╭─ Record extracts
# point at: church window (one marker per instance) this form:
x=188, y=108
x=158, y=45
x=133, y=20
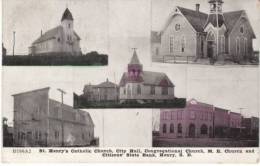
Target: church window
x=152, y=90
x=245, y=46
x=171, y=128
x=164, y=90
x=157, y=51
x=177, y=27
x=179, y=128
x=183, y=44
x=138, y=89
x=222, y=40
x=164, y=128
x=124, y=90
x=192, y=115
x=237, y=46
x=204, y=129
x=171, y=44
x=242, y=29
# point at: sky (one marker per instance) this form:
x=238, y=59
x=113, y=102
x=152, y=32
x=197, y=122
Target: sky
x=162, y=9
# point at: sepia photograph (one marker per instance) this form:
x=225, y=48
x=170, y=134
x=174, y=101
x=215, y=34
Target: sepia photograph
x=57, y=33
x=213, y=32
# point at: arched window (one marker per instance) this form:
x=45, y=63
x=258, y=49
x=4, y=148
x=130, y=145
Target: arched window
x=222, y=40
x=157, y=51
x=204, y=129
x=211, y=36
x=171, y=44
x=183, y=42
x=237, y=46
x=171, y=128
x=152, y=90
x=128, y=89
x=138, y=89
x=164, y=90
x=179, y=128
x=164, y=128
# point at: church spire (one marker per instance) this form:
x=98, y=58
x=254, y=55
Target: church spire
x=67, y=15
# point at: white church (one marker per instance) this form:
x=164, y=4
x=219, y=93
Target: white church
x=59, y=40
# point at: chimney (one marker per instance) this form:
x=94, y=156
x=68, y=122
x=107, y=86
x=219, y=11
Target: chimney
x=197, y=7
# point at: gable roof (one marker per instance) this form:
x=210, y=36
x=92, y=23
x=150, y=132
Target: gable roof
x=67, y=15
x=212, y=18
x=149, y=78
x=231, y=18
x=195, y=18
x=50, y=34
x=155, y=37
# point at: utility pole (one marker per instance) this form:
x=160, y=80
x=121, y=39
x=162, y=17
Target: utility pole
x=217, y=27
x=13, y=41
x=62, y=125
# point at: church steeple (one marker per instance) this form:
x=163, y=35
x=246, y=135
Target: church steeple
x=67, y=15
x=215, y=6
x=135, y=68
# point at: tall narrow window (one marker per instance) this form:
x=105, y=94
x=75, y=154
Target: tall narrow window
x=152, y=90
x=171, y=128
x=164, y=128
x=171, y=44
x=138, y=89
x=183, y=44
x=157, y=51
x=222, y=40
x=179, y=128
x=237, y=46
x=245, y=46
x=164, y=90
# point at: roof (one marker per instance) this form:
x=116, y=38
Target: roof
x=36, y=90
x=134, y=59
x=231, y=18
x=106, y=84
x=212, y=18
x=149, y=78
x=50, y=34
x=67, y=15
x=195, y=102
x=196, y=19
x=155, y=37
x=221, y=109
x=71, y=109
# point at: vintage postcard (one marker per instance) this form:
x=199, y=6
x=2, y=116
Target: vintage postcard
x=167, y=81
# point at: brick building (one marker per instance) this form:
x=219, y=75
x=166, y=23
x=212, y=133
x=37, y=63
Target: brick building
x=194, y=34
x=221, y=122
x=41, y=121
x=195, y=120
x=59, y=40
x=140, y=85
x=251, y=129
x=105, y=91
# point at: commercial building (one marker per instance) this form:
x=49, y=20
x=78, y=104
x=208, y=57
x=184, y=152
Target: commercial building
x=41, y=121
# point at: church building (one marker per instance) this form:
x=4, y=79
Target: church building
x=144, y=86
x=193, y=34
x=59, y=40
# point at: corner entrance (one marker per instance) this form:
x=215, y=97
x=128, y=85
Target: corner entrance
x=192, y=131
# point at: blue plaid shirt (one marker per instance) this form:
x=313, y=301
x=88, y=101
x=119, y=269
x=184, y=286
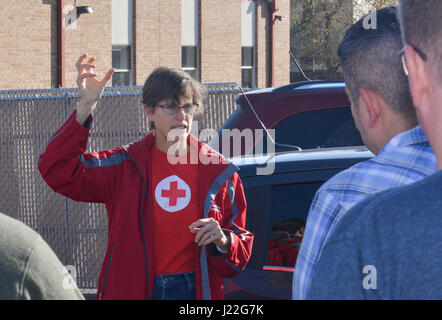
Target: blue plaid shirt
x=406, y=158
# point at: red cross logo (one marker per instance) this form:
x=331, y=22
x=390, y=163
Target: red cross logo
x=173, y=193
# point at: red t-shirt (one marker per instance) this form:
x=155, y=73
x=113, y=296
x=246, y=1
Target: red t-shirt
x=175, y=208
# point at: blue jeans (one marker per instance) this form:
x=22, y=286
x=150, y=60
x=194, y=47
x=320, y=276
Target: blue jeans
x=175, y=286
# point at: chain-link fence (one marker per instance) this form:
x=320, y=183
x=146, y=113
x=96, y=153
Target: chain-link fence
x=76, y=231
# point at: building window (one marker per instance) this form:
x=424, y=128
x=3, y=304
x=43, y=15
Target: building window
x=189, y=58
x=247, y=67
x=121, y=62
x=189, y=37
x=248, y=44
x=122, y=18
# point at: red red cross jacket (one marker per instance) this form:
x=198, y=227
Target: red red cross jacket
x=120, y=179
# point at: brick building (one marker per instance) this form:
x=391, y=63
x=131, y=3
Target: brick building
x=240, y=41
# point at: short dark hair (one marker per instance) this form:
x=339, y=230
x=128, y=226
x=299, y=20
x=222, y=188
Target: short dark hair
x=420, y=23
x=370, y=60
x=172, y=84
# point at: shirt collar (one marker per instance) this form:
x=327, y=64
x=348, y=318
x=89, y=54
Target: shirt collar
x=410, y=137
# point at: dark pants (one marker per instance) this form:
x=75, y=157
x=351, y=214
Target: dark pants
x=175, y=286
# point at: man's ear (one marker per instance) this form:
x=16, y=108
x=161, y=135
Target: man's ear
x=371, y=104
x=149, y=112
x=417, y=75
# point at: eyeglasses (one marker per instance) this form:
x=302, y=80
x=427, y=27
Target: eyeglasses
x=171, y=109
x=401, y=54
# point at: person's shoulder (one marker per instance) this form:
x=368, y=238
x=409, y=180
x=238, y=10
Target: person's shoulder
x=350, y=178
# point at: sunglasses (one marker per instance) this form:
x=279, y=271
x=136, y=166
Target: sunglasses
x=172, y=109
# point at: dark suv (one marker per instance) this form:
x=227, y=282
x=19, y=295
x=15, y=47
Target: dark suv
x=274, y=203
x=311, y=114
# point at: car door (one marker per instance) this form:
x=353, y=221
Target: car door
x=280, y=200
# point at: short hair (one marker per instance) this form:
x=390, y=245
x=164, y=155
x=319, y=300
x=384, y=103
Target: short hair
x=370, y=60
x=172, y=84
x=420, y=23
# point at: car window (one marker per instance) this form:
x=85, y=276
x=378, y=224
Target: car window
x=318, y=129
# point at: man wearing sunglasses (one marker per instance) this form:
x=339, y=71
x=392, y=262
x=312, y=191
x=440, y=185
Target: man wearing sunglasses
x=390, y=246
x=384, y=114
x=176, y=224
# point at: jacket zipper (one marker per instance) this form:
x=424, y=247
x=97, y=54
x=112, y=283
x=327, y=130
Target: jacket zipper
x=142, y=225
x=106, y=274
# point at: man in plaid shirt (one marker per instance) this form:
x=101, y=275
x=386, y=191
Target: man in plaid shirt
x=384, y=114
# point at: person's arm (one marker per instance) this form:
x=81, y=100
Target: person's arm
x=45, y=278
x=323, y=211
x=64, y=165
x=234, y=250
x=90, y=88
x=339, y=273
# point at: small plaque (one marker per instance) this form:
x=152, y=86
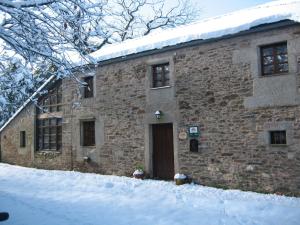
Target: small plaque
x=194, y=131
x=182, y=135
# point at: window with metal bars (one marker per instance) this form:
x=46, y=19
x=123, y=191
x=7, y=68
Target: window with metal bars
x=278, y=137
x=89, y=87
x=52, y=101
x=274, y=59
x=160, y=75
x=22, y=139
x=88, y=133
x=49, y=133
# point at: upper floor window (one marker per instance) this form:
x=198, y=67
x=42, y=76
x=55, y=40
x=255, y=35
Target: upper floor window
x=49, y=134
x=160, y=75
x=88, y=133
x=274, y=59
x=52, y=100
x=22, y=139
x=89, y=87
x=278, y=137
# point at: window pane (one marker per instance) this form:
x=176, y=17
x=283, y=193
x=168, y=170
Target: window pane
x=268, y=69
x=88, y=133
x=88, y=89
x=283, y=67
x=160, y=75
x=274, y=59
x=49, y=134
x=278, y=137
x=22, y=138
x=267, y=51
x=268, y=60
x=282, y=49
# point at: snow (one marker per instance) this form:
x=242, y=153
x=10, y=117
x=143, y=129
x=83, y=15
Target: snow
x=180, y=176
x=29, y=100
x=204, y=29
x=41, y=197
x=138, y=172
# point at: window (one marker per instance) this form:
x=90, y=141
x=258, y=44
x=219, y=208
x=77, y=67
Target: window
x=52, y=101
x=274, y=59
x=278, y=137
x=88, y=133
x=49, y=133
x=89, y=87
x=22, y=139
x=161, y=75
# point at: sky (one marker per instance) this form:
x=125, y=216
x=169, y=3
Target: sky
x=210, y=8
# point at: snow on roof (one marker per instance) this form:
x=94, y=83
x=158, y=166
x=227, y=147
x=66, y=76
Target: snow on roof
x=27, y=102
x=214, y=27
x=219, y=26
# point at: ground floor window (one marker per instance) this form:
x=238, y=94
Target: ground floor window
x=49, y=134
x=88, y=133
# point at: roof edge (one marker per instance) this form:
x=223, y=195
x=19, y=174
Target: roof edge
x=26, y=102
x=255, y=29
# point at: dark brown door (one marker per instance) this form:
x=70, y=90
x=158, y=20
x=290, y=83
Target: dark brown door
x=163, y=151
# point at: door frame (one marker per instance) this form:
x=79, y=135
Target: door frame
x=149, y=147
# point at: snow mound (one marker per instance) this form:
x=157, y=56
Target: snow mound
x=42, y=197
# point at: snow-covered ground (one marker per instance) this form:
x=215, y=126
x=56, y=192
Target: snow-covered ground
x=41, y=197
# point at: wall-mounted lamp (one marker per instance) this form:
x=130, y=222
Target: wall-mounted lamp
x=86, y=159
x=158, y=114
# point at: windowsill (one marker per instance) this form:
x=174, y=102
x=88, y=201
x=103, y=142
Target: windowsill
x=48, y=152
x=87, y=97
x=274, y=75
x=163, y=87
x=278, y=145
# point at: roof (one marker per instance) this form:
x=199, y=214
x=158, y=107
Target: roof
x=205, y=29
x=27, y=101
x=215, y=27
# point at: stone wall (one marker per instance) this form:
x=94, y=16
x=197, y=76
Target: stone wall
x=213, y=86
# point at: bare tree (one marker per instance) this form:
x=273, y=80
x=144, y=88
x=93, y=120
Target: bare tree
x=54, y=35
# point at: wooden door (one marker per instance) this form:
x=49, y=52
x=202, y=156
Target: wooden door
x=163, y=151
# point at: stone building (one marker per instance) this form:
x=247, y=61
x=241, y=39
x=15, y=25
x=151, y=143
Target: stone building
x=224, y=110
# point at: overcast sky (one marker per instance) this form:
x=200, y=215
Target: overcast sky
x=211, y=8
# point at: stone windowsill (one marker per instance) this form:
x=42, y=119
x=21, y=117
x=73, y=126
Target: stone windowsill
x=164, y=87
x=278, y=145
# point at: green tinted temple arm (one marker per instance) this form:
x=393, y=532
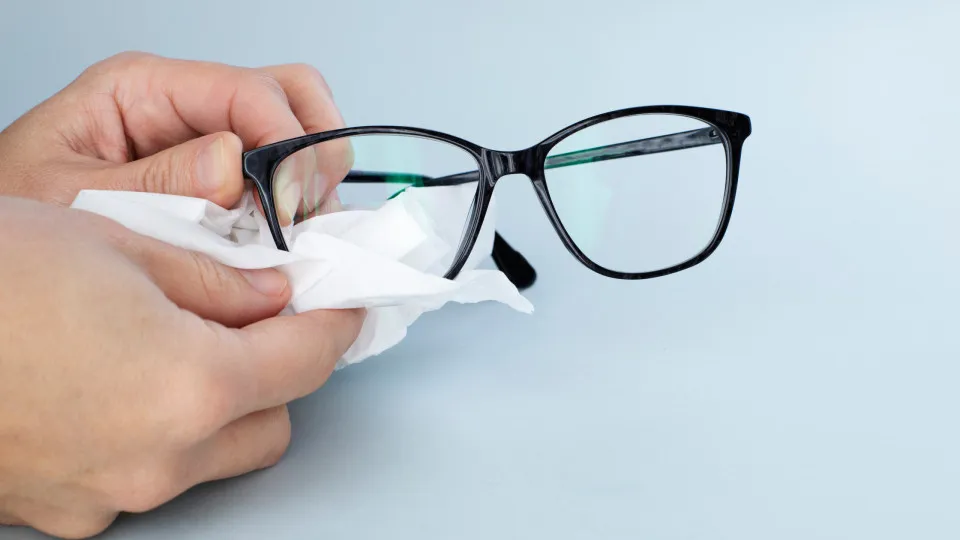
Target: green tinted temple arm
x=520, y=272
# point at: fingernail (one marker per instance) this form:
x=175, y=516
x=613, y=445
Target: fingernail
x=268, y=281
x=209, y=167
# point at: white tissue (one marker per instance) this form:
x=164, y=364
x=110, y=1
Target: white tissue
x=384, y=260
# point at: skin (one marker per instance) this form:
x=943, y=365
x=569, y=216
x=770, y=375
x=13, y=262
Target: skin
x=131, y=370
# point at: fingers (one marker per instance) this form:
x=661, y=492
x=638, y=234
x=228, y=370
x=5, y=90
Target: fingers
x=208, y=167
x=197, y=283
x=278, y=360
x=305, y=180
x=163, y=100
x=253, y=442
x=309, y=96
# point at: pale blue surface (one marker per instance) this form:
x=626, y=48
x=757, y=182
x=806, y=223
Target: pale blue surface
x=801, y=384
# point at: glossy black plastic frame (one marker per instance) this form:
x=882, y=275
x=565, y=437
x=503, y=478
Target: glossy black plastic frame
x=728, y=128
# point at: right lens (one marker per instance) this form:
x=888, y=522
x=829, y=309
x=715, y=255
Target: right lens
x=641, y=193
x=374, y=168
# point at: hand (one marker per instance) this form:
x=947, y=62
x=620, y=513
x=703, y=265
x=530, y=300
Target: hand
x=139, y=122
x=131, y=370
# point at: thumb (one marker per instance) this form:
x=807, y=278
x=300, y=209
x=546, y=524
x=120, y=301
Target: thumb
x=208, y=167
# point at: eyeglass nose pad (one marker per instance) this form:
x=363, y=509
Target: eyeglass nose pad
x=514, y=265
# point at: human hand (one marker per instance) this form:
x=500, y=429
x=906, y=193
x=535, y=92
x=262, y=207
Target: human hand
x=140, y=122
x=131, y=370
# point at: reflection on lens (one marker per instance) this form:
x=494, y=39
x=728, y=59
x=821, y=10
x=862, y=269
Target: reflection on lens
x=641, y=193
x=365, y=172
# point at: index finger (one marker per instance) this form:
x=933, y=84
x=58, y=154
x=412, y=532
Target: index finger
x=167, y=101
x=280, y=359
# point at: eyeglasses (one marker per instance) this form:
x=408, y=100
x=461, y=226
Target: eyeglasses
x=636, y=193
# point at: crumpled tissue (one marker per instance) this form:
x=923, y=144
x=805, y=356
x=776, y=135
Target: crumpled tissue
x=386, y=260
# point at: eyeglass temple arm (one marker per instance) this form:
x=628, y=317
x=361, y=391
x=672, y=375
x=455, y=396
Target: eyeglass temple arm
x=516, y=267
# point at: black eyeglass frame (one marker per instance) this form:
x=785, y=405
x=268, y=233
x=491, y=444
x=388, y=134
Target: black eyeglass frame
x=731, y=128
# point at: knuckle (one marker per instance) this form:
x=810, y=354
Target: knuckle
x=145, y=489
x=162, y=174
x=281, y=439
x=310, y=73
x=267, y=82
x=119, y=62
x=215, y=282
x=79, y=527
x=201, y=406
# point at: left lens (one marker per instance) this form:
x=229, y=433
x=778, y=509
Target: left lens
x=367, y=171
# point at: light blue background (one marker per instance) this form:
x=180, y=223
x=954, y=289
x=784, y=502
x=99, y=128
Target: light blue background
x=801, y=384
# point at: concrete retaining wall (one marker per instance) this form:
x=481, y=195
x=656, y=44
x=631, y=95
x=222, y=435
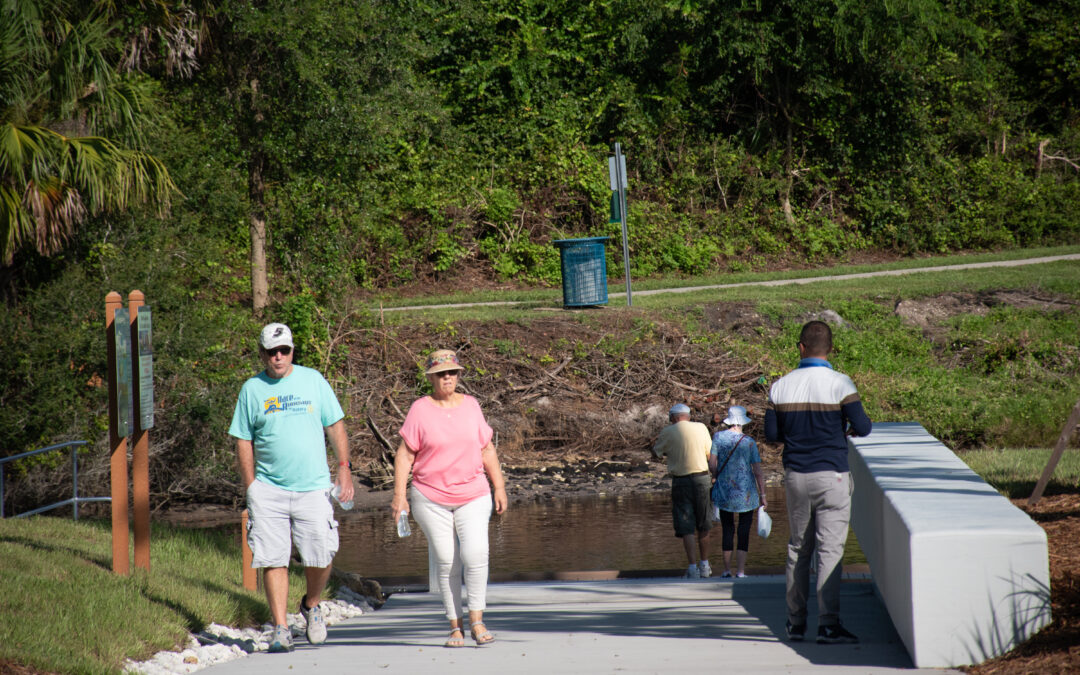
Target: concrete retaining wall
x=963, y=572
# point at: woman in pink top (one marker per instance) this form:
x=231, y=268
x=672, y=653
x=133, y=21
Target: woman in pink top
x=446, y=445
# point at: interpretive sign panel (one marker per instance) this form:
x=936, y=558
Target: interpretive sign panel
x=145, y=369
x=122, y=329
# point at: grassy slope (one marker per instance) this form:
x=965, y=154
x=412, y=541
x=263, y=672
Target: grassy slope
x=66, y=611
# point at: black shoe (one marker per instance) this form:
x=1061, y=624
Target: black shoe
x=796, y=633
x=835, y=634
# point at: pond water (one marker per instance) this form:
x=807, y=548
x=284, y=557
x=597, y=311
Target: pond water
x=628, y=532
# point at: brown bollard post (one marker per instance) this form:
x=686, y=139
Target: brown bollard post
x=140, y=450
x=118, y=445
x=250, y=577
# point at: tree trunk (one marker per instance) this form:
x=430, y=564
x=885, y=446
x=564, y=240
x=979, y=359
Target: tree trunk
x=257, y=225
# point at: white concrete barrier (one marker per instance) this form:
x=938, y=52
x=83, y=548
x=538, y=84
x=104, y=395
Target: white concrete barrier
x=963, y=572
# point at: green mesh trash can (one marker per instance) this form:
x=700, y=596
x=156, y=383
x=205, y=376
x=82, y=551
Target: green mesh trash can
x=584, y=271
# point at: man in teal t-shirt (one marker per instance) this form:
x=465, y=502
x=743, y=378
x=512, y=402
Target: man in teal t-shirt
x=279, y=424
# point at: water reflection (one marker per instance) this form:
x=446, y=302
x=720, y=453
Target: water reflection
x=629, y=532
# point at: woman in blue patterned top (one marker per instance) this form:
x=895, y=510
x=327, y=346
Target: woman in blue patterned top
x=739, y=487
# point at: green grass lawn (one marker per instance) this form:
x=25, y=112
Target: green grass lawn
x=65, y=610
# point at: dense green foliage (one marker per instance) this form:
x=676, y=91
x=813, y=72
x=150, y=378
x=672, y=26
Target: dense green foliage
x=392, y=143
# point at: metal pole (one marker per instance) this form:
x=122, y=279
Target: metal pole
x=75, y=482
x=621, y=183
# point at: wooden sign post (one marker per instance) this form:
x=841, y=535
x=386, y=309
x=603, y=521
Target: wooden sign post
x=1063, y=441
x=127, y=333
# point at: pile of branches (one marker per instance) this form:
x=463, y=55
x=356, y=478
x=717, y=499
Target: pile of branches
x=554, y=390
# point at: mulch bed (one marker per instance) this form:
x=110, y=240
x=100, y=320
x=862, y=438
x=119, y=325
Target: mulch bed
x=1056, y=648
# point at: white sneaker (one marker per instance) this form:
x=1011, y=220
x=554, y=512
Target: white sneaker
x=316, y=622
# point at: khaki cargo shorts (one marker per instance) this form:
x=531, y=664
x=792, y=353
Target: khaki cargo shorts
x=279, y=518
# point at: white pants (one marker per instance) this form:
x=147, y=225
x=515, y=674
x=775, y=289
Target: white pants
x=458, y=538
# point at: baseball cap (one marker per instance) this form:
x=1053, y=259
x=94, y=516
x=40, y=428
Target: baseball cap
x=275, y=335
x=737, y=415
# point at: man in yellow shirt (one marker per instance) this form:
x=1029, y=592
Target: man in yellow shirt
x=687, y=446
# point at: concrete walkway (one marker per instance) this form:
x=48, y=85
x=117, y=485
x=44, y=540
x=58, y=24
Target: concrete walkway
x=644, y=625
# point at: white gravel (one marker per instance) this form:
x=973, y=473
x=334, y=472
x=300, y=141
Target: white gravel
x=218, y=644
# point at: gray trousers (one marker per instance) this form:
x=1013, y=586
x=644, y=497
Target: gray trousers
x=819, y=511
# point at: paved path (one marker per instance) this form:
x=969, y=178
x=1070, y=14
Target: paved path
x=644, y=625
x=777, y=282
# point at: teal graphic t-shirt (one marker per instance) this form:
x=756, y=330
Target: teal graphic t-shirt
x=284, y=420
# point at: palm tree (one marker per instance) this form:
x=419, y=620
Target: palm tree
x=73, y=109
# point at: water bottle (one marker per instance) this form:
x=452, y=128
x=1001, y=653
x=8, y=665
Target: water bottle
╰─
> **Your objective**
Exact repeat, pictures omitted: give every line from the top of the records down to and including the line with "x=150, y=132".

> **Written answer**
# point at: church window (one marker per instance) this form:
x=188, y=108
x=158, y=45
x=133, y=20
Target: church window
x=152, y=90
x=245, y=46
x=171, y=128
x=164, y=90
x=157, y=51
x=177, y=27
x=179, y=128
x=183, y=44
x=138, y=89
x=222, y=40
x=164, y=128
x=124, y=90
x=192, y=115
x=237, y=46
x=204, y=129
x=171, y=44
x=242, y=29
# point at: sky (one marker per instance) this form:
x=238, y=59
x=113, y=102
x=152, y=32
x=197, y=122
Target: sky
x=162, y=9
# point at: sepia photograph (one marker per instance) this form:
x=225, y=48
x=170, y=134
x=174, y=101
x=215, y=34
Target: sepia photograph
x=57, y=33
x=213, y=32
# point at: arched window (one marker per instance) this form:
x=45, y=63
x=258, y=49
x=4, y=148
x=130, y=145
Target: arched window
x=222, y=40
x=157, y=51
x=204, y=129
x=211, y=36
x=171, y=44
x=183, y=42
x=237, y=46
x=171, y=128
x=152, y=90
x=128, y=89
x=138, y=89
x=164, y=90
x=179, y=128
x=164, y=128
# point at: church spire (one marker per instance) this form:
x=98, y=58
x=254, y=55
Target: church spire
x=67, y=15
# point at: white church (one marker per instance) this form:
x=164, y=4
x=219, y=93
Target: white church
x=59, y=40
# point at: chimney (one marker per instance) this form:
x=94, y=156
x=68, y=122
x=107, y=86
x=219, y=11
Target: chimney
x=197, y=7
# point at: gable roof (one marker per instance) this form:
x=210, y=36
x=92, y=23
x=150, y=132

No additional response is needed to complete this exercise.